■ Excerpted passage:
=== Begin Enclosure ===

A new House panel investigating the “weaponization of the federal government” will hold its first hearing Thursday, as part of the Republican majority‘s push to ramp up scrutiny of the Biden administration.
Republicans promised to investigate the Biden family and White House if they won control of Congress in last year’s midterm elections. With a Democratic president ready to veto any potential GOP legislation, amping up oversight became a key part of the party’s campaign platform.
The new subcommittee hearing is the latest effort to make good on that promise. Hardline conservatives had pushed for the panel’s formation in negotiations with now-Speaker Kevin McCarthy.
The weaponization subcommittee is expected to probe claims that the Department of Justice, FBI and other federal agencies are biased against conservatives. Republicans have voiced a long list of concerns, alleging the department mishandled allegations against former President Donald Trump, abused its surveillance powers and retaliated against parents who spoke out at school board meetings.

=== End Enclosure ===

■ Recorded information:
=== Begin Enclosure ===

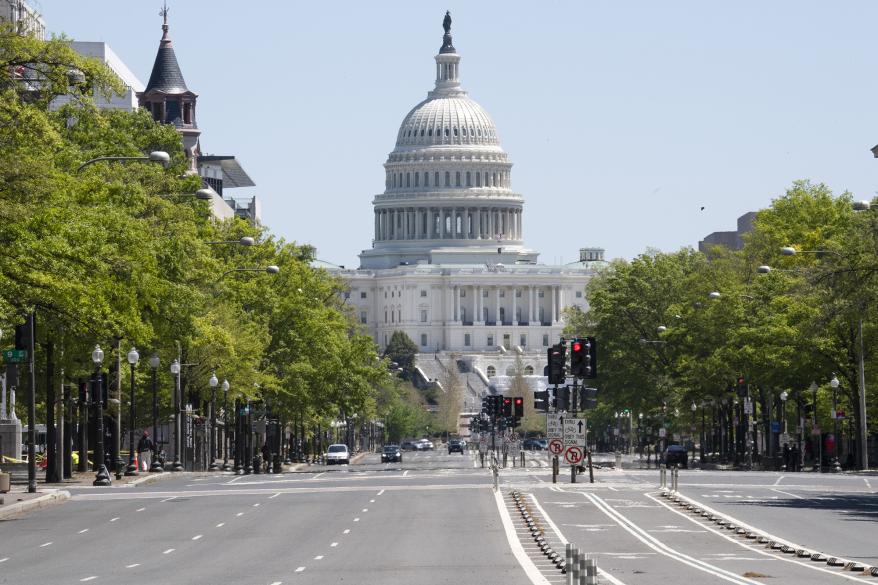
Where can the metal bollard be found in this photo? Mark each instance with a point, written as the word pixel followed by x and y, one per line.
pixel 591 572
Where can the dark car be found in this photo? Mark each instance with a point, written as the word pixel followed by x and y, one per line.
pixel 391 453
pixel 535 444
pixel 676 455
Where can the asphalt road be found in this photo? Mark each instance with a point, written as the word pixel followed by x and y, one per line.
pixel 434 518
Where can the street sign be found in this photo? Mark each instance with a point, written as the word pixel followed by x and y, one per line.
pixel 554 426
pixel 14 356
pixel 573 455
pixel 574 431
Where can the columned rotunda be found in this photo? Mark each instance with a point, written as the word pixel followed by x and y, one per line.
pixel 448 265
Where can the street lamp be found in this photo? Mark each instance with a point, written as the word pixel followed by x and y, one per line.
pixel 211 447
pixel 226 466
pixel 178 443
pixel 834 464
pixel 154 363
pixel 131 470
pixel 102 477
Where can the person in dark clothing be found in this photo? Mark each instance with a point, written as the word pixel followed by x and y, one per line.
pixel 145 448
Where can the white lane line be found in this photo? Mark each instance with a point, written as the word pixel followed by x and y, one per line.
pixel 661 548
pixel 755 549
pixel 788 494
pixel 530 569
pixel 564 540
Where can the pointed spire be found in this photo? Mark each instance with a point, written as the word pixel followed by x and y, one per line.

=== End Enclosure ===

■ What to produce: List every allegation that the passage says Republicans have made against the Department of Justice. None of the lines are needed here.

■ Exercise output:
- It mishandled allegations against former President Donald Trump.
- It abused its surveillance powers.
- It retaliated against parents who spoke out at school board meetings.